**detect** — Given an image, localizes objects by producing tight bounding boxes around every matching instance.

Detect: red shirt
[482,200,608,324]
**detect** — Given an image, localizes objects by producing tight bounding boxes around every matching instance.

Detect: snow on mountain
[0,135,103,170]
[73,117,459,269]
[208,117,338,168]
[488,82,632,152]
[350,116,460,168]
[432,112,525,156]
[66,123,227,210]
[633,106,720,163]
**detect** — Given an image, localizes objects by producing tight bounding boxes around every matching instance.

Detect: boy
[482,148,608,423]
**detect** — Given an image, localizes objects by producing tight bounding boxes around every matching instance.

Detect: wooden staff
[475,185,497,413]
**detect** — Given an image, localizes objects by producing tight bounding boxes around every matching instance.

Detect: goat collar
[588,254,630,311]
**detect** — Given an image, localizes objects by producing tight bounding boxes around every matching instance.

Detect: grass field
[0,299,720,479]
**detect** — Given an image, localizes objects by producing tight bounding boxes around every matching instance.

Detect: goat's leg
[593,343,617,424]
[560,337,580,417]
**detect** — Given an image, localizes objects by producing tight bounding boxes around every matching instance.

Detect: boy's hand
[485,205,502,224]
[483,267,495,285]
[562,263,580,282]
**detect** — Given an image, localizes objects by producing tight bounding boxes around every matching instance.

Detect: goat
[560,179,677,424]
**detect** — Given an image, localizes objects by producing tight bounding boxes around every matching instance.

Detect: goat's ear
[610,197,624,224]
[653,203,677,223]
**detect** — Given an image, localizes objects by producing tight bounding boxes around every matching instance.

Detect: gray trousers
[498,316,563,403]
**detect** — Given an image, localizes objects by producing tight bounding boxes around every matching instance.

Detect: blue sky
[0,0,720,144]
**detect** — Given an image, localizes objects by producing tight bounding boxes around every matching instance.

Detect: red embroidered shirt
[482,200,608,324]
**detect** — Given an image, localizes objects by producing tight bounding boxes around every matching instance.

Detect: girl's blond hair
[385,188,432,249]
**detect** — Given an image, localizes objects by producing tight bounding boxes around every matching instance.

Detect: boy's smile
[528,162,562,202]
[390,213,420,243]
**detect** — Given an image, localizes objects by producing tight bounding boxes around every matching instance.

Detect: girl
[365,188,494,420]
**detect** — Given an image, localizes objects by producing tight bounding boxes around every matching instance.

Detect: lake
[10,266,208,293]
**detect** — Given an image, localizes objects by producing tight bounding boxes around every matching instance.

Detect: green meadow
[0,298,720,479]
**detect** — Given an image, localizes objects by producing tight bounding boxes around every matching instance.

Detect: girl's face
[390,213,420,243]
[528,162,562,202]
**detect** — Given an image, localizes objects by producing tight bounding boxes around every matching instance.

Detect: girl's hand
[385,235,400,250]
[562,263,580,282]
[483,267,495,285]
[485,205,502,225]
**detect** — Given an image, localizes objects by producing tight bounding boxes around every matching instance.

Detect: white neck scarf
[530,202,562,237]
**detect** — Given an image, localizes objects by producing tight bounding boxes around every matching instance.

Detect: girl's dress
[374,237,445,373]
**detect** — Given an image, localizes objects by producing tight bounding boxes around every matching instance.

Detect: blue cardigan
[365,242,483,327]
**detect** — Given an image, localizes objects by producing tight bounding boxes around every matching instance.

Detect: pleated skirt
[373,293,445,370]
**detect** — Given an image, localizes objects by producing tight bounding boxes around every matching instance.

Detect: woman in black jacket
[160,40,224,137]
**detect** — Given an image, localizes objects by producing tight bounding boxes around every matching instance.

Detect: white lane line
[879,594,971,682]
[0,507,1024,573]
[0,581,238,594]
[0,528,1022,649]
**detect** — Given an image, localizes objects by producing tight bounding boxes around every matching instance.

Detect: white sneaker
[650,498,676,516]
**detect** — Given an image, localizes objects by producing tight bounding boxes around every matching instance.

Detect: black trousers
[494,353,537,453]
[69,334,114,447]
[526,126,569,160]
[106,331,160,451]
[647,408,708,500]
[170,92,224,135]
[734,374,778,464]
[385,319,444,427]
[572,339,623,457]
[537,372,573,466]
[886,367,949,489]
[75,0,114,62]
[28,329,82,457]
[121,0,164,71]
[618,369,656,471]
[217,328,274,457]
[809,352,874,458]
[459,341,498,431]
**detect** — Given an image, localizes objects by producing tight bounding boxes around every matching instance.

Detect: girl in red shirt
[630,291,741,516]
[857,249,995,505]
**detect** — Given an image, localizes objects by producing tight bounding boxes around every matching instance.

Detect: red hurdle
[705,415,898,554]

──────────────────────────────

**REQUIRED TASK:**
Reproduce word for word the listing above, from its first line through the line that contains "[0,299,720,479]", with both of those lines included.

**THE RESPONSE:**
**detect** — Given an image, localizes objects by producing tight bounding boxes around every matching instance.

Detect: red shirt
[482,200,608,324]
**detect** — Given an image, localizes objects by producing tight bounding boxes around every matching instance.

Detect: snow on mountain
[0,135,103,170]
[73,117,459,269]
[208,117,338,168]
[488,82,632,152]
[350,116,460,168]
[432,112,525,156]
[66,123,227,210]
[633,106,720,163]
**detect** — Given an image, localizes objects by producing tight bounding boxes around every matching instance.

Detect: boy
[482,148,608,423]
**detect** — Given an image, localizes objects by producing tight bounding boxes around every matching instance.

Detect: wooden staff
[475,185,497,413]
**detect** — Given an image, localizes objects by producing tight bounding boxes around every matching instance.

Detect: goat collar
[588,254,630,311]
**detect** — Given an image, localizes objects by producing tight bounding boxes around every matching instance.

Detect: grass field
[0,299,720,479]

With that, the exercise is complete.